(Exercise goal) Extract each line in the rows below that contains the string "stick". Treat uppercase and lowercase letters as distinct when matching.

(Stored records)
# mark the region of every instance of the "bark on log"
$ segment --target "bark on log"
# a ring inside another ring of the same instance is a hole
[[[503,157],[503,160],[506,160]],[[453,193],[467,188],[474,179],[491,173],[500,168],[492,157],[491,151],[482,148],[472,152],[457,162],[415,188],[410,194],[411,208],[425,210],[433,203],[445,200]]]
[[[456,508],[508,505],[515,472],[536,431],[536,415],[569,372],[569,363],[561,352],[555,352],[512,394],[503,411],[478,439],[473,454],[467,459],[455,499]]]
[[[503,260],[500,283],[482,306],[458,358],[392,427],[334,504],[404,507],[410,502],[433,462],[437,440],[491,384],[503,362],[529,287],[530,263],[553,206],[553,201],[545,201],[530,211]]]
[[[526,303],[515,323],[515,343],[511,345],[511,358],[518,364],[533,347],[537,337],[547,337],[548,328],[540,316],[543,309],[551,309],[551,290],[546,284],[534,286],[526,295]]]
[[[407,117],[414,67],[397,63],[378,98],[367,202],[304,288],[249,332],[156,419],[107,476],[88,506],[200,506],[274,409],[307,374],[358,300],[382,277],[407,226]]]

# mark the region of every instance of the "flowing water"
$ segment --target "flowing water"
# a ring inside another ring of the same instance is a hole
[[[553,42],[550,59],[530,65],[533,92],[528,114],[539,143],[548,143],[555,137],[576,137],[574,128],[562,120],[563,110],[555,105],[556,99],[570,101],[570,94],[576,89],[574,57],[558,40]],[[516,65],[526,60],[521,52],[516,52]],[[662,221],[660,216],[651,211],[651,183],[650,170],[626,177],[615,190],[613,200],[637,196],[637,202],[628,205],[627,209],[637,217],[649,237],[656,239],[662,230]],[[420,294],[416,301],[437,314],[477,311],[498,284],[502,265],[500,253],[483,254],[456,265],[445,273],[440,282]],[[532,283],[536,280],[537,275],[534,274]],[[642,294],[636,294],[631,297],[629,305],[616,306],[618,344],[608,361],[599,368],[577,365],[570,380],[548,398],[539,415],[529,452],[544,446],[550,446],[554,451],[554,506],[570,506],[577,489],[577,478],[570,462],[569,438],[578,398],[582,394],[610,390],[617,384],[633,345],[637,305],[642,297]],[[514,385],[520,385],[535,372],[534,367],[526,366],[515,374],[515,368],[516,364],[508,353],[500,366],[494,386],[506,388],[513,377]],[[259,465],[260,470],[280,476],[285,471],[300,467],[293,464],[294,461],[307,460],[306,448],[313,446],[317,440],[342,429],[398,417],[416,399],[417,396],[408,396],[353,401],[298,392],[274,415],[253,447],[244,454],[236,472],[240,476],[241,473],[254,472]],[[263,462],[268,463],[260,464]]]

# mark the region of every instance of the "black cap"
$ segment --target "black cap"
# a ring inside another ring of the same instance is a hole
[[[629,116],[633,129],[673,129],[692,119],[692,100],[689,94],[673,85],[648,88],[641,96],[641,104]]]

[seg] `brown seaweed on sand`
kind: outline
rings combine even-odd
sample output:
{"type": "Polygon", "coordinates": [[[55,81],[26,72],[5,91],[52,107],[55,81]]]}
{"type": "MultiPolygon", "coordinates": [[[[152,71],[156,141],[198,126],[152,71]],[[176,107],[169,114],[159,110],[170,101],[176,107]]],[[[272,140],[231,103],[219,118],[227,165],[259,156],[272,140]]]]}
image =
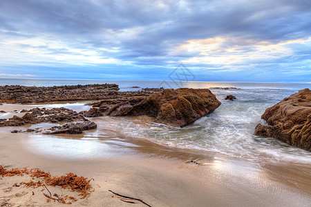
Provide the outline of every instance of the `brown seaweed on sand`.
{"type": "Polygon", "coordinates": [[[44,194],[50,199],[48,202],[50,201],[50,199],[54,201],[57,201],[63,204],[70,204],[71,202],[66,202],[67,199],[71,199],[73,201],[76,201],[77,199],[73,197],[68,197],[68,195],[65,197],[59,196],[57,194],[54,194],[52,196],[50,190],[48,189],[46,185],[50,186],[60,186],[65,189],[70,189],[71,191],[79,193],[79,196],[81,199],[84,199],[90,196],[91,193],[93,192],[93,188],[91,186],[90,182],[93,179],[88,179],[87,177],[83,176],[78,177],[77,175],[69,172],[66,175],[62,175],[60,177],[51,176],[50,172],[46,172],[41,170],[39,168],[32,168],[27,169],[26,168],[12,168],[12,169],[5,169],[3,166],[0,165],[0,176],[23,176],[24,175],[29,175],[32,178],[38,178],[40,180],[33,181],[30,180],[28,182],[21,182],[19,184],[15,184],[14,186],[19,186],[19,185],[24,185],[26,188],[38,188],[40,186],[44,186],[48,191],[50,193],[50,195],[44,194]],[[54,198],[55,197],[56,198],[54,198]]]}

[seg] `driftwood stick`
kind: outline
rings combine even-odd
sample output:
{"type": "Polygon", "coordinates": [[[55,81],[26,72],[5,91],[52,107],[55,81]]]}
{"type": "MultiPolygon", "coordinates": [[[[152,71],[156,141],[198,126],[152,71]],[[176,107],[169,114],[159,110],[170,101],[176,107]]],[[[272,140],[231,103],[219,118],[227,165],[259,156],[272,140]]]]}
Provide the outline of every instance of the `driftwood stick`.
{"type": "MultiPolygon", "coordinates": [[[[120,197],[124,197],[124,198],[127,198],[127,199],[133,199],[133,200],[136,200],[136,201],[140,201],[140,202],[142,202],[142,204],[145,204],[146,206],[149,206],[149,207],[151,207],[151,206],[150,206],[150,205],[148,204],[146,204],[146,203],[144,202],[142,199],[136,199],[136,198],[131,197],[129,197],[129,196],[126,196],[126,195],[120,195],[120,194],[119,194],[119,193],[115,193],[115,192],[113,192],[113,191],[112,191],[112,190],[108,190],[108,191],[110,191],[110,192],[111,192],[112,193],[113,193],[114,195],[117,195],[117,196],[120,196],[120,197]]],[[[122,199],[121,199],[121,200],[122,200],[122,199]]],[[[123,201],[125,202],[125,201],[123,201]]]]}
{"type": "Polygon", "coordinates": [[[133,201],[125,201],[124,199],[120,199],[121,201],[124,201],[124,202],[126,202],[126,203],[130,203],[130,204],[135,204],[135,202],[133,201]]]}
{"type": "Polygon", "coordinates": [[[50,197],[52,197],[52,193],[50,193],[50,190],[48,190],[48,188],[46,188],[46,186],[42,182],[42,184],[44,184],[44,186],[46,187],[46,190],[48,190],[48,193],[50,193],[50,197]]]}

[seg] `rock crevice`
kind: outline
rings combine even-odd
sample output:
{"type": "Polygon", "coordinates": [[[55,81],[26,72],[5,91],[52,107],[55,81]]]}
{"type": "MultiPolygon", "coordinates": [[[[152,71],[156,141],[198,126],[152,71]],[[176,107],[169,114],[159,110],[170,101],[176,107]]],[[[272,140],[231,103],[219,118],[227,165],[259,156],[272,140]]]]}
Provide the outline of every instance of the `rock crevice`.
{"type": "Polygon", "coordinates": [[[255,135],[276,138],[290,145],[311,151],[311,90],[308,88],[285,98],[267,108],[255,135]]]}

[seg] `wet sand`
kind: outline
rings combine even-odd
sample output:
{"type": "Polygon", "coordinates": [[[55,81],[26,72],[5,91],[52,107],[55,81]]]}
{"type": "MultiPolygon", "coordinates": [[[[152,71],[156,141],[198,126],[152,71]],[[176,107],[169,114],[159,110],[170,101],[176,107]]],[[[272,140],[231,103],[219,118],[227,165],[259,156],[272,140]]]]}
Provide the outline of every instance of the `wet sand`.
{"type": "MultiPolygon", "coordinates": [[[[112,197],[108,190],[142,199],[152,206],[308,206],[311,203],[309,164],[254,162],[164,146],[122,136],[104,126],[77,135],[12,134],[0,128],[0,163],[8,168],[39,168],[53,175],[72,172],[93,178],[95,191],[74,206],[134,205],[112,197]],[[201,164],[191,164],[189,160],[201,164]]],[[[10,188],[25,179],[1,178],[0,204],[56,204],[46,203],[41,188],[10,188]]],[[[72,193],[49,188],[59,195],[72,193]]]]}

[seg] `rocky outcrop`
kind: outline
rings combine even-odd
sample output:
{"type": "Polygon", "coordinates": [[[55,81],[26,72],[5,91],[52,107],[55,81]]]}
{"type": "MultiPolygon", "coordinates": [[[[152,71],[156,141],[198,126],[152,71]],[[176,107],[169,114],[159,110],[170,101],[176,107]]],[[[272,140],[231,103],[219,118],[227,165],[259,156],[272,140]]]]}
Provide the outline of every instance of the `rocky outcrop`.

(Solved problem)
[seg] `driftwood stick`
Provide the outline of every instance of the `driftwood stick`.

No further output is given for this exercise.